DOCUMENT EXTRACT.
⁂
A moment's reflection upon the process that has been decreed by
section 219 of the Constitution read with section 12 of the
Magistrates' Act to determine the salaries of public office bearers
must lead to the conclusion that the first respondent's determination
does not constitute administrative action if compared to the
implementation of national legislation described in the passage
quoted
In the previous paragraph.
34.
Public office bearers, and in particular judges and magistrates
cannot enter into a bargaining process with the executive in
respect
of their salaries without compromising their independence. It is for
this reason that the second respondent has been created,
a commission
that consults with all interested parties, considers all relevant
information and independently assesses the factors
and considerations
that should be taken into account in determining the public office
bearers' remuneration. The first respondent
cannot exercise any
discretion in respect of such remuneration unless and until he has
received a recommendation from the second
respondent. He has no duty
to request the second respondent's recommendation - the latter is
compelled by the statute under which
it has been created to prepare
an annual submission and present the same to him.
⁂
DIRECTIVE A. Pull out every line of the records that contains the string "glass", treating uppercase and lowercase as different.
The passage and the records are unrelated material.
⁂
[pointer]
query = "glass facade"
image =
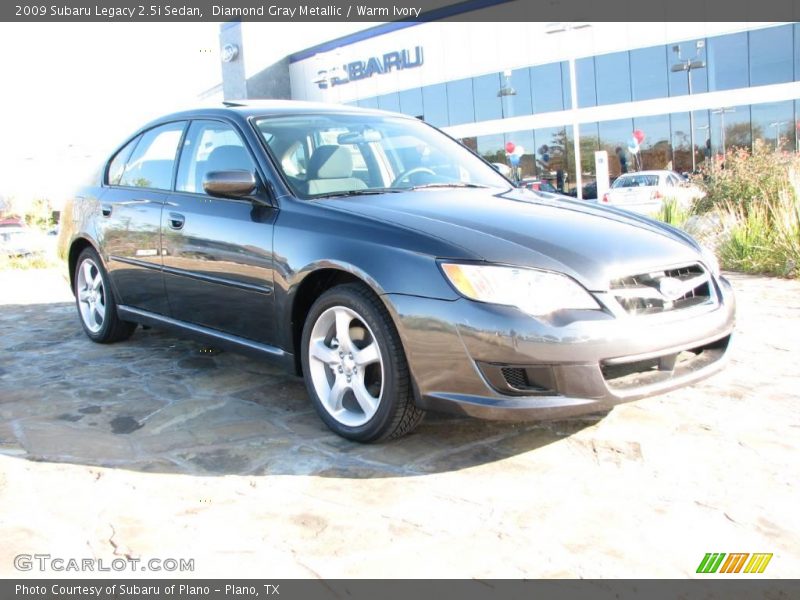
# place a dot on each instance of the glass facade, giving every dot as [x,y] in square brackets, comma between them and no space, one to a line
[738,60]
⁂
DIRECTIVE B. In the passage on public office bearers' salaries, what must the first respondent receive before he can exercise any discretion over their remuneration?

EXPECTED OUTPUT A.
query = "glass facade"
# place a dot on each instance of the glass facade, giving every dot as [x,y] in square brackets, comma between them and no space, one to a line

EXPECTED OUTPUT B. A recommendation from the second respondent.